··· Extracto de la fuente ···

Francisco
Aular
Cuando yo era
niño, hablaba como niño, pensaba como niño, razonaba como niño; cuando llegué a
ser adulto, dejé atrás las cosas de niño. 1 Corintios 13:11 (NVI)
Al servicio de fotografía del hospital en donde trabajaba
como fotógrafo clínico, me trajeron un hermoso niño al cual le calculé unos
diez meses de edad, venía remitido por el Departamento de Genética del
hospital. Lo había traído la abuela y era muy buena conversadora, ella me
preguntó: “¿Cuántos meses cree que tiene el niño?”, le dije la edad que había
pensado, y me respondió con un tono lastimero, “en realidad él tiene seis
años”…
Los humanos somos muy parecidos, tanto en lo físico como en
lo espiritual, por eso son necesarios dos nacimientos: el humano que nos pone
en la tierra, y el nuevo nacimiento (Juan 3:1-8) que nos coloca en el cielo.
Ambos nacimientos nos obligan a crecer, a madurar; de no hacerlo, existe una
incoherencia en el proceso normal de crecimiento. En efecto, el propósito de
Dios al producir en nosotros tanto “el querer como el hacer por su buena
voluntad” (Efesios 2:13), es para que podamos desarrollar un carácter como el
de JESÚS (Gálatas 5:22,23). Lamentablemente, millones de cristianos nacidos de
nuevo, han envejecido pero no han madurado en la fe; Dios quiere usarlos para
que sirvan en Su reino y en Su iglesia pero su infantilismo no los deja: “Yo,
hermanos, no pude dirigirme a ustedes como a espirituales sino como a
inmaduros, apenas niños en Cristo. Les di leche porque no
podían asimilar alimento sólido, ni pueden todavía” (1 Corintios 3:1,2).

···

_Tarea 1_
Reproduce un fragmento del extracto. Empieza en las palabras "Al servicio de" y detente después de "en el cielo.".
_Tarea 2_
Según el extracto, ¿qué edad tenía de verdad el niño que llevaron al servicio de fotografía del hospital?
_Tarea 3_
Traduce al inglés esta oración del extracto: "Los humanos somos muy parecidos, tanto en lo físico como en lo espiritual, por eso son necesarios dos nacimientos: el humano que nos pone en la tierra, y el nuevo nacimiento (Juan 3:1-8) que nos coloca en el cielo."

··· Datos disponibles ···

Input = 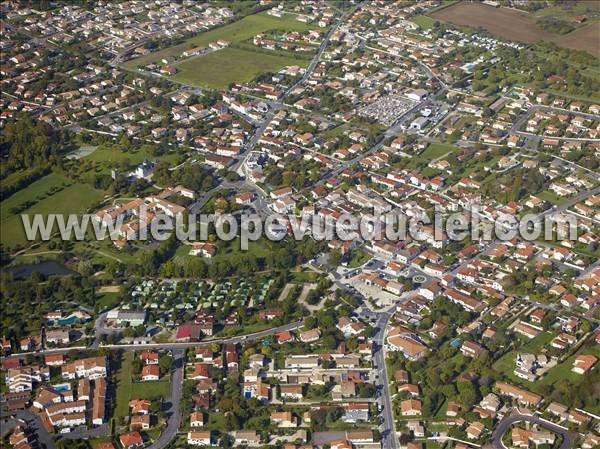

···

_Respuesta escrita 1_
Al servicio de fotografía del hospital en donde trabajaba
como fotógrafo clínico, me trajeron un hermoso niño al cual le calculé unos
diez meses de edad, venía remitido por el Departamento de Genética del
hospital. Lo había traído la abuela y era muy buena conversadora, ella me
preguntó: “¿Cuántos meses cree que tiene el niño?”, le dije la edad que había
pensado, y me respondió con un tono lastimero, “en realidad él tiene seis
años”…
Los humanos somos muy parecidos, tanto en lo físico como en
lo espiritual, por eso son necesarios dos nacimientos: el humano que nos pone
en la tierra, y el nuevo nacimiento (Juan 3:1-8) que nos coloca en el cielo.

_Respuesta escrita 2_
Seis años.

_Respuesta escrita 3_
We humans are very much alike, both physically and spiritually, and that is why two births are necessary: the human birth, which puts us on earth, and the new birth (John 3:1-8), which places us in heaven.